(Records from a data collection)
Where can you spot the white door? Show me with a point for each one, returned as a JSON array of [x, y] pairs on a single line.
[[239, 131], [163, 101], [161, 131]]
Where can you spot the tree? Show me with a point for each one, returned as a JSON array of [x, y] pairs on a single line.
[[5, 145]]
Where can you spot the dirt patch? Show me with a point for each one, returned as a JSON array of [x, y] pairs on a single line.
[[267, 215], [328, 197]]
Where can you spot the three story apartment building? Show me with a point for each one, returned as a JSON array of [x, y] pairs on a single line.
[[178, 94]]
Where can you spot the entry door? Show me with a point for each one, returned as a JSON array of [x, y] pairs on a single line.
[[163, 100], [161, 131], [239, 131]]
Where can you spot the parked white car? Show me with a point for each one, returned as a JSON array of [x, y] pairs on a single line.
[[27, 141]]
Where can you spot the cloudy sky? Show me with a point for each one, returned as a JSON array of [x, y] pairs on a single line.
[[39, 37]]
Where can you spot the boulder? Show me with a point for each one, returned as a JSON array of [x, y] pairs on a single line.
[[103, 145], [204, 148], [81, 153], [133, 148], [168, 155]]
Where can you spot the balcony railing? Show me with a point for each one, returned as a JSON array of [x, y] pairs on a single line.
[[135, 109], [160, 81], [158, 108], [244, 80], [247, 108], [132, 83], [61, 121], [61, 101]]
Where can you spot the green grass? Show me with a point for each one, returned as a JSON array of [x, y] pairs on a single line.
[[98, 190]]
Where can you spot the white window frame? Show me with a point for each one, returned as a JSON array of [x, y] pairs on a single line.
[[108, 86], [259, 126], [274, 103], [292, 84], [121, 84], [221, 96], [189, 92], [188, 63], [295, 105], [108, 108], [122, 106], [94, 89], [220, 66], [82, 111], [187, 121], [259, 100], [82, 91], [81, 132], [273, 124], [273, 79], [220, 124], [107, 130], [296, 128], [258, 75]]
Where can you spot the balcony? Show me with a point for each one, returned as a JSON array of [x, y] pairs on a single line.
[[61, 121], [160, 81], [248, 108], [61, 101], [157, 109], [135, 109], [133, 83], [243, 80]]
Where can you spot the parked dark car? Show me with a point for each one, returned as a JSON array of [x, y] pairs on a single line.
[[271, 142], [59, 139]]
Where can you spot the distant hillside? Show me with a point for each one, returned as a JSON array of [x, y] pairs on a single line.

§ **Required action**
Retype every record above exactly.

§ **Your response**
Where can you spot the white door? Show me with a point for each one, returned as a JSON array of [x, y] pairs on a single line.
[[239, 131], [163, 101], [161, 131]]
Where can you spot the tree? Show me with a point for each one, returned as a JSON array of [x, y] pairs on a single line.
[[5, 145]]
Where can you spot the dirt patch? Show me with a point for each one, returned as a JSON array of [x, y] pairs on a single line.
[[267, 215], [328, 197]]
Where can you spot the three story apartment building? Show me with a point for each one, returned as a JSON array of [x, y] pairs on a single line.
[[178, 94]]
Where can you spot the entry door? Show me with a point for each one, returned as a JSON array of [x, y] pairs on a single line.
[[163, 100], [161, 131], [239, 131]]
Where can you spot the parked white car? Show me with a point for each one, returned as a JSON array of [x, y] pairs on a single line.
[[27, 141]]
Where can you spot the cloudy sky? Show me with a point for each one, returned as a JSON array of [x, y] pairs on a single line.
[[39, 37]]
Where can you spot the boulder? Show me with a point for each one, returned as a JSON array of [x, y] pairs on a single line.
[[103, 145], [204, 148], [81, 153], [133, 148], [168, 155]]
Where can you spot the balcony railing? Show me with a point for each one, returned as a JSON array of [x, y] pairs on a single line.
[[135, 109], [160, 81], [158, 108], [244, 80], [247, 108], [132, 83], [61, 121], [61, 101]]
Where can you spot the green grass? Show me with a point for each one, returned as a JSON array of [x, y] pairs on a single line.
[[98, 190]]
Where can you spot the white window frame? Show me with a point for each one, returned as a JSON array of [x, y] pairs on a single line.
[[108, 86], [259, 126], [274, 103], [292, 84], [121, 84], [221, 96], [189, 92], [188, 63], [295, 105], [108, 108], [122, 106], [94, 89], [220, 66], [82, 111], [187, 121], [259, 100], [82, 91], [81, 132], [273, 124], [273, 79], [220, 124], [107, 130], [296, 128], [258, 75]]
Where can you spot the balcony? Show me with a point for each one, returned as a JSON array of [x, y] pairs on a single line.
[[61, 121], [160, 81], [248, 108], [61, 101], [157, 109], [135, 109], [133, 83], [243, 80]]
Where can you spot the parked dark car? Show me with a point for each one, returned as a JSON array of [x, y] pairs on a single line.
[[271, 142], [59, 139]]
Where can you spot the distant hillside? Show me with a point for each one, returned as a JSON array of [x, y] pairs on a single line.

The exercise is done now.